TEXT EXTRACT:
-- START --
[Web4lib] Federated Search versus Crawler or Spider

Ross Singer ross.singer at library.gatech.edu
Tue Jul 3 07:39:02 EDT 2007


Is it a safe assumption that all targets can handle some sort of
standardized federated search request?  What do they support?  Z39.50?
 SRU?  OpenSearch?  Would they need to be screenscraped?

Do any of these targets have OAI-PMH providers so you can harvest the
data and index it locally?

Your downsides of federated search are:
1) performance - it's not quick (or easy, honestly) to search a bunch
of targets and merge and present the results
2) the onus is on the content providers to provide a standardized
search interface - you lose all control about what is indexed/how it's
indexed and how search results are presented

The downsides to crawling are:
1) Parsers would need to be written that understand what the crawler
is looking at for each provider
2) The quality of your metadata might suffer based on the information
that can effectively glean from the crawled pages

The OAI harvesting method, in my opinion, is your best option.  You
can harvest daily (or even more often) and since you'd at least be
assured of getting an oai_dc record, you'd have structured metadata to
index locally, to which can search and present results however you
like.
-- END --
AIM A: Which search standards does the forum post on federated search versus crawling ask whether the targets support?
AIM B: How would you render this sentence from the forum post on federated search versus crawling in Spanish: "Is it a safe assumption that all targets can handle some sort of standardized federated search request?"
AIM C: In the forum post on federated search versus crawling, which method does the writer call the best option?

DATA RECORDS:
-- START --
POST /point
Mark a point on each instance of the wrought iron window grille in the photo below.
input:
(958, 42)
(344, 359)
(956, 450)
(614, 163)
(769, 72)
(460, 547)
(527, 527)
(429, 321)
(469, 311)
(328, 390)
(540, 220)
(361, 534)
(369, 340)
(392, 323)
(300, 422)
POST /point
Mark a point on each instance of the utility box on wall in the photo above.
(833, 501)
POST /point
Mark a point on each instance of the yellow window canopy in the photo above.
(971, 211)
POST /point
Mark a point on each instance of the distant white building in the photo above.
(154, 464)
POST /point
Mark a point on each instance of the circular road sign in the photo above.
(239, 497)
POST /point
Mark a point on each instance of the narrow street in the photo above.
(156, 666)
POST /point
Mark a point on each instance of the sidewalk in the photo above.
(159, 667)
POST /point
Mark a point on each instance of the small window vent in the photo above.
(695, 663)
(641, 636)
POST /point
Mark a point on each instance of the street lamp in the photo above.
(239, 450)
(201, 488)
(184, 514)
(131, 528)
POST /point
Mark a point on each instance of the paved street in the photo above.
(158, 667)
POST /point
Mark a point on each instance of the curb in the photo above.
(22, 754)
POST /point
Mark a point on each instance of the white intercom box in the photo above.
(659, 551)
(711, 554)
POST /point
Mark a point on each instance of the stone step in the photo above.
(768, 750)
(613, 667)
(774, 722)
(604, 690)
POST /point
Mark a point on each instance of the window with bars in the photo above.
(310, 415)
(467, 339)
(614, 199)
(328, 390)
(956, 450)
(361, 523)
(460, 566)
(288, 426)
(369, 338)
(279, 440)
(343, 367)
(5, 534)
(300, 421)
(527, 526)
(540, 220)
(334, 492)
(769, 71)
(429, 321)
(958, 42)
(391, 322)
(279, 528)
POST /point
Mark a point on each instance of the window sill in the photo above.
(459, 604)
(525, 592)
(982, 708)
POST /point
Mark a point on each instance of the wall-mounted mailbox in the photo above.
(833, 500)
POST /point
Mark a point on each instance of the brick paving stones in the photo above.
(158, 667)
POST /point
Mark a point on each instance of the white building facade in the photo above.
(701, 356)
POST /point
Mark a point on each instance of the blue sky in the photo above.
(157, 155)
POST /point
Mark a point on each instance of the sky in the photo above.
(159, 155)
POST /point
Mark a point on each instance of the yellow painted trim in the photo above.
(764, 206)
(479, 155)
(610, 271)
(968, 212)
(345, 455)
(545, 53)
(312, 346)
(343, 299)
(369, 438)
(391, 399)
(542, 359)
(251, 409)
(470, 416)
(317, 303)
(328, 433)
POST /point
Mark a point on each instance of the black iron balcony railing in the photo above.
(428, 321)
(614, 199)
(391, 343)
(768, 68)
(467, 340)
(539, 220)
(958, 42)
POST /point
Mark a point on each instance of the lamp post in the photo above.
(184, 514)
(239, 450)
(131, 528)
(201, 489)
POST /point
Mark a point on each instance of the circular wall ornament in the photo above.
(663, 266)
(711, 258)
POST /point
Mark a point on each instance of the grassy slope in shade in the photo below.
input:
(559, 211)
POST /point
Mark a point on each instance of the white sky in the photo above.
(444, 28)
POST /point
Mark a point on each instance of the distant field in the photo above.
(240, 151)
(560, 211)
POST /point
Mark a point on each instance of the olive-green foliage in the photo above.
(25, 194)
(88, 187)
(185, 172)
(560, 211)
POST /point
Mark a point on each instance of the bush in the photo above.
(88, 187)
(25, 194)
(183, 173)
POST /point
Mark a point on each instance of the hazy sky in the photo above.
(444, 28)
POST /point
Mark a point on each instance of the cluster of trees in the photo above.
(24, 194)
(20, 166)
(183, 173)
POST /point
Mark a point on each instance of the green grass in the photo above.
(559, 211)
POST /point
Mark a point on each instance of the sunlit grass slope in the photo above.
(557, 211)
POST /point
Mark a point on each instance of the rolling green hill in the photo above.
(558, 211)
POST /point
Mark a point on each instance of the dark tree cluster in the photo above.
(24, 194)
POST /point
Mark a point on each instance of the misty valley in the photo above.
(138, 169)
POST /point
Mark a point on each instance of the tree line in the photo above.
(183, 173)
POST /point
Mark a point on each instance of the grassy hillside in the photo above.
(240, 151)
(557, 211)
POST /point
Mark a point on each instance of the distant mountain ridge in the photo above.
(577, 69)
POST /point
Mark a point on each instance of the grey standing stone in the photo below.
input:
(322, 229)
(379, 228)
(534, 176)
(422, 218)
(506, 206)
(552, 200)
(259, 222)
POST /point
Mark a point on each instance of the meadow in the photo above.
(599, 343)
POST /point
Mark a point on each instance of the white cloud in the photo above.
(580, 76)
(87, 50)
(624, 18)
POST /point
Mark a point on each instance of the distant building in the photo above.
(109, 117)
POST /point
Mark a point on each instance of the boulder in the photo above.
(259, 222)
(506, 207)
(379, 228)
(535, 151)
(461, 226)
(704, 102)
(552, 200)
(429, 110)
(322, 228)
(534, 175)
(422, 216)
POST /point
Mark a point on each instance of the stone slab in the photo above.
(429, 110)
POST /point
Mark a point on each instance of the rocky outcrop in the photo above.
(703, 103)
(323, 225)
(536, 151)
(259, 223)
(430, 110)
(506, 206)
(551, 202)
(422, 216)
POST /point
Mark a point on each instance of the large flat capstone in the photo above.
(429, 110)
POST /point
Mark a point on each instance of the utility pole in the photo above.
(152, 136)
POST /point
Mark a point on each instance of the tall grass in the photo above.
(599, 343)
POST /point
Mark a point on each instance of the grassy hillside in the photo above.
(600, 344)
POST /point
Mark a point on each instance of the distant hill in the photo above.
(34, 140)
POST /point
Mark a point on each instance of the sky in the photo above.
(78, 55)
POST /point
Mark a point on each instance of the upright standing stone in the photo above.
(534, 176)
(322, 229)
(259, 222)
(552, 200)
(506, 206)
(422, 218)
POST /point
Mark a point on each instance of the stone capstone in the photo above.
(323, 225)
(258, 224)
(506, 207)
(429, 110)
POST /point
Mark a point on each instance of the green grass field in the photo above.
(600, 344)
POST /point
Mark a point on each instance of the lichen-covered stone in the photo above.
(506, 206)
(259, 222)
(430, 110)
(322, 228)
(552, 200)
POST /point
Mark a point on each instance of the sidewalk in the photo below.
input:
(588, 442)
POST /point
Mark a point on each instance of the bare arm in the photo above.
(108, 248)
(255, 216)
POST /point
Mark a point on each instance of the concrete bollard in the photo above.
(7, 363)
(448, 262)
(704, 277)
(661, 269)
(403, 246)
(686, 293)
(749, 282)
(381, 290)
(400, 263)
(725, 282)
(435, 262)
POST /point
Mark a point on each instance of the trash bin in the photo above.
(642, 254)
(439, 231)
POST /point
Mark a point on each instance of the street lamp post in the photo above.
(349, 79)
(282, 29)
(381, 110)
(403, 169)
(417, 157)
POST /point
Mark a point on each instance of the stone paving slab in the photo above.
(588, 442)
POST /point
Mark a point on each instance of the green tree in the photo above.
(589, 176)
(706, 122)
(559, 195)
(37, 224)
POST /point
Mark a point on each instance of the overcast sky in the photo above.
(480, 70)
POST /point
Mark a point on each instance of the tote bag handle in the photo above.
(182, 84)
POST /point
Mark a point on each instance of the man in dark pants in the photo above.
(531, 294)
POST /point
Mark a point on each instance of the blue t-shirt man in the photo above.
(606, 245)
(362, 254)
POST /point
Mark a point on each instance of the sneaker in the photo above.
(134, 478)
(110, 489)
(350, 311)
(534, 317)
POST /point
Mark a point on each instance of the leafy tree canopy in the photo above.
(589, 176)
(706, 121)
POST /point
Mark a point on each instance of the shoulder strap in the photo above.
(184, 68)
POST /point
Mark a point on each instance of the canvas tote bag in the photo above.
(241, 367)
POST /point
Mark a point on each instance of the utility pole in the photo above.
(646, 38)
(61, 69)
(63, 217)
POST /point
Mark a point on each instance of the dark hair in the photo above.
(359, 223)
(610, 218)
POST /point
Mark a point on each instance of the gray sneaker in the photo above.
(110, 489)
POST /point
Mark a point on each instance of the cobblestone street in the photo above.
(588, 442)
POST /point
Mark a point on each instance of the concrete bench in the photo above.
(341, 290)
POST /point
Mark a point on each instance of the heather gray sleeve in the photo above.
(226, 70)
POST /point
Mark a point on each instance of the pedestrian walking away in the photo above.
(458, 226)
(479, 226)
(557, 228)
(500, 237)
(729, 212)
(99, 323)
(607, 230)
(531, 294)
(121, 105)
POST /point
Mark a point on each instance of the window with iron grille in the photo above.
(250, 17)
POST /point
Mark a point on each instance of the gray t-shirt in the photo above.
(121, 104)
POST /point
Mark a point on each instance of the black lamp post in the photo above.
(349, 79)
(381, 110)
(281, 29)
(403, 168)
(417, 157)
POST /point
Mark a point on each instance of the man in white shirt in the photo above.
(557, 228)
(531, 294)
-- END --
COMPLETE OUTPUT A: Z39.50, SRU, OpenSearch

COMPLETE OUTPUT B: ¿Es una suposición segura que todos los destinos pueden manejar algún tipo de solicitud estandarizada de búsqueda federada?

COMPLETE OUTPUT C: The OAI harvesting method.